It's one of my favorite systems of all time.
Guardian heroes fucking rules on it!

My friend went to korea and picked up a mint one for $35, and he says there's a lot of 'em there. Plus it's the sleek white japanese version, not the crap black one.


----------



## All_¥our_Bass (Nov 22, 2008)

Zepp88 said:


> Looks like the 3DO holds that position, but I guess that depends on what you consider 3D, since the SNES got very close.


 
Okay, so I was wrong. I didn't know about the 3DO until oyu mentioned it here. Also by 3D I mean polygons with the baility to do adjustable camera angles, not like (early)racing games, or Doom, or the fixed perspective of StarCraft or Sonic 3D blast. Not saying these games are bad, just that they aren't 3D in the "simlar-to-the-world-around-us" sense.

Also don't bring up that it's displayed on a flat(or relatively so) screen.



The Atomic Ass said:


> Anybody know the cheat code for the lesbian sex scene?


 
  

Lesbian sex scenes are fucking metal!!

- - -

Stated exercise
Answer these questions from the console forum thread, one per line:
1. How much did the friend pay for the system in Korea?
2. Which system does the quoted post from Zepp88 say holds that position?
3. What color is the Japanese version said to be?
The records below were taken from a separate source.

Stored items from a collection
- - -

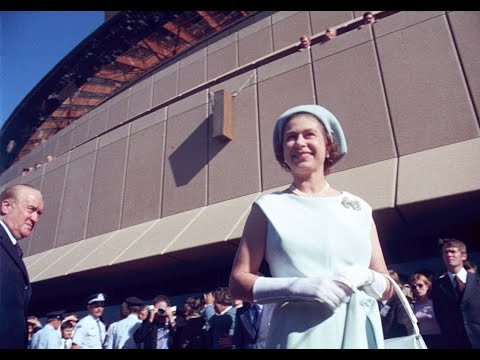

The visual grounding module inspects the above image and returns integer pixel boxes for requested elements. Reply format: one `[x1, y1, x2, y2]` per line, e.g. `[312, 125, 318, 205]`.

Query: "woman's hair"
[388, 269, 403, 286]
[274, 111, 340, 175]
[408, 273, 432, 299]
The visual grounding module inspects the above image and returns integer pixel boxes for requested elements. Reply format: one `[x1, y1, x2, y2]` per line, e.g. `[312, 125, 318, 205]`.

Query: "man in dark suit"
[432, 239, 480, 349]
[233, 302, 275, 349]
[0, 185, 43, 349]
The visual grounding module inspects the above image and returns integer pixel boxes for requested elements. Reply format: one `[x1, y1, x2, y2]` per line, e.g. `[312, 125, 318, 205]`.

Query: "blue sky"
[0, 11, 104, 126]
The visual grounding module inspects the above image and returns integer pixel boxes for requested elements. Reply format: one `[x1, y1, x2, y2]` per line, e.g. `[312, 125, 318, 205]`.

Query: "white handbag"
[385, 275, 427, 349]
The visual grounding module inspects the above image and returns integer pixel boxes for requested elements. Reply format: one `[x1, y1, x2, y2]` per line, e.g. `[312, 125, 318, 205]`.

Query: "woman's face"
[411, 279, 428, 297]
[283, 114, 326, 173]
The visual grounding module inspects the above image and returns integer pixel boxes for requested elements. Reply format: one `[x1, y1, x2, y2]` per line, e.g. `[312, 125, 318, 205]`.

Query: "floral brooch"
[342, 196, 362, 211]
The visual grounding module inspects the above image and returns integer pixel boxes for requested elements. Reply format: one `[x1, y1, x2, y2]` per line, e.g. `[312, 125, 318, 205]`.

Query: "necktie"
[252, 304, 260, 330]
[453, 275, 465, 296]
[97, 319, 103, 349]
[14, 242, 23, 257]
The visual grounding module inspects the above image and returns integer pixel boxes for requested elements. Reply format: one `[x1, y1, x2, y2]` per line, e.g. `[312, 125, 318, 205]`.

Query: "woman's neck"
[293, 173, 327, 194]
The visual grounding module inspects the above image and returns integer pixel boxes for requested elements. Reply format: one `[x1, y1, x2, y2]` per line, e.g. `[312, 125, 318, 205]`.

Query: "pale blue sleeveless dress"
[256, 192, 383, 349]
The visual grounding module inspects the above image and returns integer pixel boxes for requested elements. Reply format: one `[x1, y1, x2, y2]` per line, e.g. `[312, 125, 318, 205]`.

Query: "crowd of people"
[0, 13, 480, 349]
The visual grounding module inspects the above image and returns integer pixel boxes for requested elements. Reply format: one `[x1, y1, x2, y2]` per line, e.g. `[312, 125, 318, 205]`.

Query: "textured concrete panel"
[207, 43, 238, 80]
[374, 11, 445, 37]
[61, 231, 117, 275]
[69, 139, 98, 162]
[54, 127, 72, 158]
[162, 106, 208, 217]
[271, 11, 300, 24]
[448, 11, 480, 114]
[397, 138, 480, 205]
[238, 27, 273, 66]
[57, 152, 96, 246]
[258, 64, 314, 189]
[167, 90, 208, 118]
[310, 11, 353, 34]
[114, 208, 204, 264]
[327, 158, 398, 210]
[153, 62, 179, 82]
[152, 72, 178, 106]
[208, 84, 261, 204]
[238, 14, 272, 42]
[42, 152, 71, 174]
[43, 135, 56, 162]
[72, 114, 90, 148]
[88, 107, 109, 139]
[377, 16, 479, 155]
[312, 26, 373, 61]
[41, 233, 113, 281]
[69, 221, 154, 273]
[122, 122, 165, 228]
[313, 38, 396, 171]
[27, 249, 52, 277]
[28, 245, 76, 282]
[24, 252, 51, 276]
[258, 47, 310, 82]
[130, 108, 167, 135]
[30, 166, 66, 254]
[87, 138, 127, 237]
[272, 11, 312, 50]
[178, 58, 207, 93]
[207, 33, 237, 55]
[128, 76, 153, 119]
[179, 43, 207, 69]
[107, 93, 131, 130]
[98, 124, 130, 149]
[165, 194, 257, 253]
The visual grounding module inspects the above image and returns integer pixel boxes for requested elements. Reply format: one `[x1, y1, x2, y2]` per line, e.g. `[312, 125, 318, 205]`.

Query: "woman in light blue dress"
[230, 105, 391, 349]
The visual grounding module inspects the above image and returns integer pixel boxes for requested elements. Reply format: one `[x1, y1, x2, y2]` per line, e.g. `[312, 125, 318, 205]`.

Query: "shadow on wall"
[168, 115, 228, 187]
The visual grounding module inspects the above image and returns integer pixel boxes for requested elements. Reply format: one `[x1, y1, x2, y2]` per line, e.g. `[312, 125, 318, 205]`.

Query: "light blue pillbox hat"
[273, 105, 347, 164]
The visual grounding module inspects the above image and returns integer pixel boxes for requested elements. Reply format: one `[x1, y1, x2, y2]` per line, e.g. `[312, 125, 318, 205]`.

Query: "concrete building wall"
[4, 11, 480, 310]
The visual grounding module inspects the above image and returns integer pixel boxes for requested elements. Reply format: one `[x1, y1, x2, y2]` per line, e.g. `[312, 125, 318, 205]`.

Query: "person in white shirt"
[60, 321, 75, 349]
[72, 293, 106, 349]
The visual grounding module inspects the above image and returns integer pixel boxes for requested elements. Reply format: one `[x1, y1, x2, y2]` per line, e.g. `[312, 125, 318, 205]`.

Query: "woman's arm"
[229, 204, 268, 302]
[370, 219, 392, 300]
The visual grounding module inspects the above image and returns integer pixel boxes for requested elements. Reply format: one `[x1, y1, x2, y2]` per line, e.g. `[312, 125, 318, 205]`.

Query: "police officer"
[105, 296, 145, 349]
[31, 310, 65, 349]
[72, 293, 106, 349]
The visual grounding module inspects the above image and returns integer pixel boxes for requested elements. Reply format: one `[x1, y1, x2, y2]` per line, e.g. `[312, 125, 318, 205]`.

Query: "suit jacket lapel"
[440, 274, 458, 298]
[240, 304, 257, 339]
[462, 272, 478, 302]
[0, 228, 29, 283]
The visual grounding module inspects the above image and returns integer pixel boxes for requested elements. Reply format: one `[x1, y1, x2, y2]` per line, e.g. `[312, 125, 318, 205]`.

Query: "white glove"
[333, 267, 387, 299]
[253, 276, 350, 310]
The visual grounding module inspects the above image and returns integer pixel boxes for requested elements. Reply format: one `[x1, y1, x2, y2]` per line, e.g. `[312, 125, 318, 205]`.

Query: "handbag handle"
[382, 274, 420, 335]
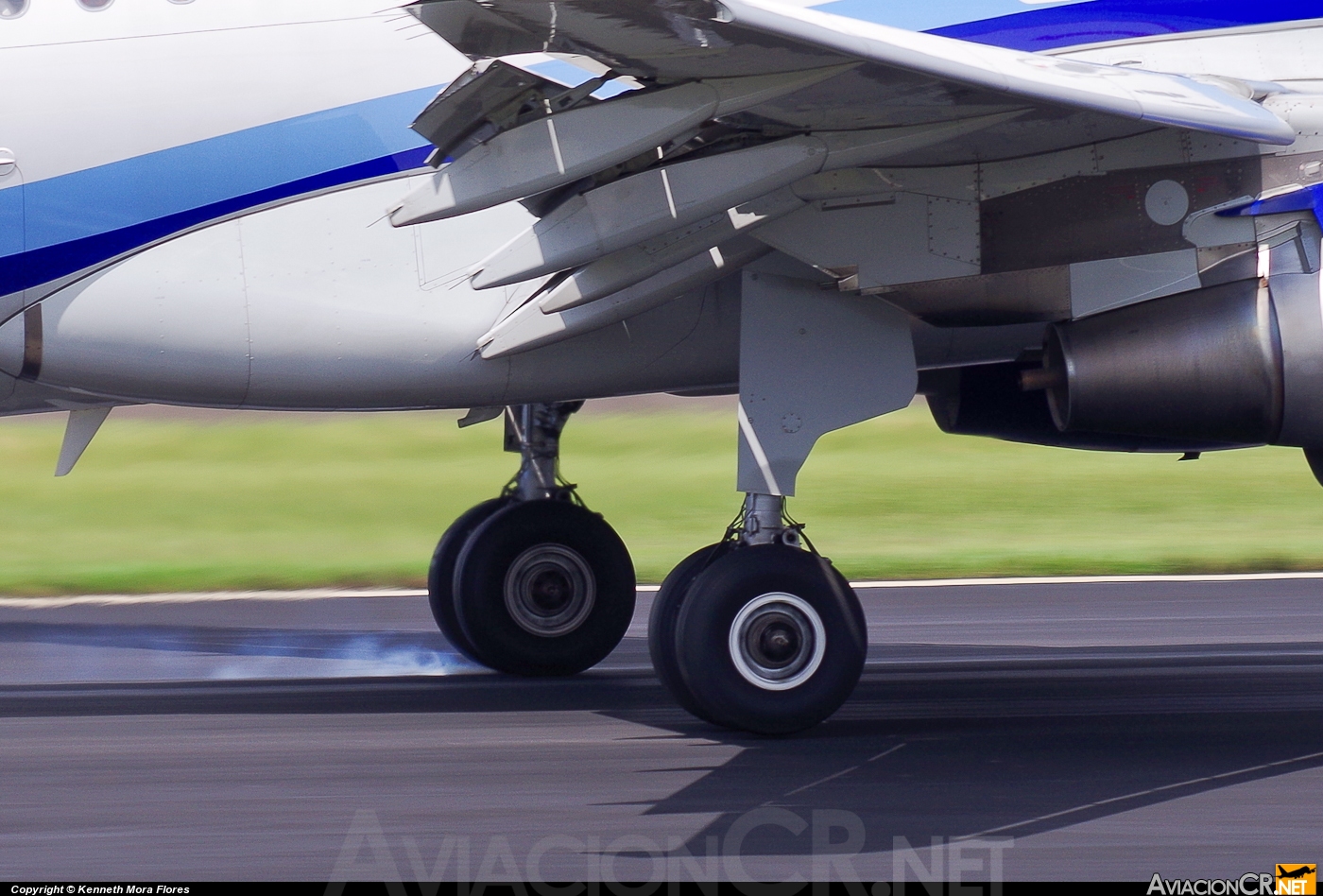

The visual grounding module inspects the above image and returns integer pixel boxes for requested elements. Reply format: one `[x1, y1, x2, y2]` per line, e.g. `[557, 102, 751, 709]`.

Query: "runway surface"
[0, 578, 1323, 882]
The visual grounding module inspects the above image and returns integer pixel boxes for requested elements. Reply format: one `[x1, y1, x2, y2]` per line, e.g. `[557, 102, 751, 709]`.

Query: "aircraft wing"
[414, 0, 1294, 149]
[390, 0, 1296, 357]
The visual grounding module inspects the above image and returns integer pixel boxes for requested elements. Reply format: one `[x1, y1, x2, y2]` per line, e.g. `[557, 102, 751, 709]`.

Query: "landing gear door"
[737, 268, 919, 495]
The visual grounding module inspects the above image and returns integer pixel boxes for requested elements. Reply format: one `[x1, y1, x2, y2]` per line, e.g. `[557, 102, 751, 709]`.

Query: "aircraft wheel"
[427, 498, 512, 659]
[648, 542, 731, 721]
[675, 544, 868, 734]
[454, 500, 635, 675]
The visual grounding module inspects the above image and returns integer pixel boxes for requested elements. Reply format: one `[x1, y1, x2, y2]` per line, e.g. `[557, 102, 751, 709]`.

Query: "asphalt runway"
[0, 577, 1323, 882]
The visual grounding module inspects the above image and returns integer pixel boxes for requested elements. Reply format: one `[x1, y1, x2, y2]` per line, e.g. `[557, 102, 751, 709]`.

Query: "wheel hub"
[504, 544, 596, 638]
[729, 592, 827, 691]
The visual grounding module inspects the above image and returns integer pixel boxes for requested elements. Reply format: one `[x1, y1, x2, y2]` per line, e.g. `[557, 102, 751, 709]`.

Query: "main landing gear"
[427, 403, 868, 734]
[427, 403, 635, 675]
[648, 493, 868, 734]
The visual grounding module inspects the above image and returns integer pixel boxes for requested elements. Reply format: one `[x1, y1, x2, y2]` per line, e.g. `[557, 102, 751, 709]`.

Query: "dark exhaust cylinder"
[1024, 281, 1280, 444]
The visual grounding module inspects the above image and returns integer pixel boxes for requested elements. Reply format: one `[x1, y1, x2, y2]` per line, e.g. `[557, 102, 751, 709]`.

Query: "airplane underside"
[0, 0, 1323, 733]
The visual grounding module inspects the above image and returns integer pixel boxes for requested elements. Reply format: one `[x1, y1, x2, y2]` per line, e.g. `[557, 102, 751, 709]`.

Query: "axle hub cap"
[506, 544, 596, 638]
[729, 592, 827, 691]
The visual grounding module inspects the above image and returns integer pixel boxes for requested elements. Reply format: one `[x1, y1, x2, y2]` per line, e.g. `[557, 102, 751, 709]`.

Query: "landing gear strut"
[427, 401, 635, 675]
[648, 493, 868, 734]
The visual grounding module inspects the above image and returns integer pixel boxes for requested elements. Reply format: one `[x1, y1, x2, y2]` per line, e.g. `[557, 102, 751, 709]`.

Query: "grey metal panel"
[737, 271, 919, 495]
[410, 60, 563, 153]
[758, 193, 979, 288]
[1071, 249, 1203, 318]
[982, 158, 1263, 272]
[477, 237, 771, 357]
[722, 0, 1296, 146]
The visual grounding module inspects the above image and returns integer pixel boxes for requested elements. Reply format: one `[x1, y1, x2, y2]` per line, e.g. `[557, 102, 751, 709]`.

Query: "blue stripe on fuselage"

- - -

Solution to the problem
1. $35
2. The 3DO
3. White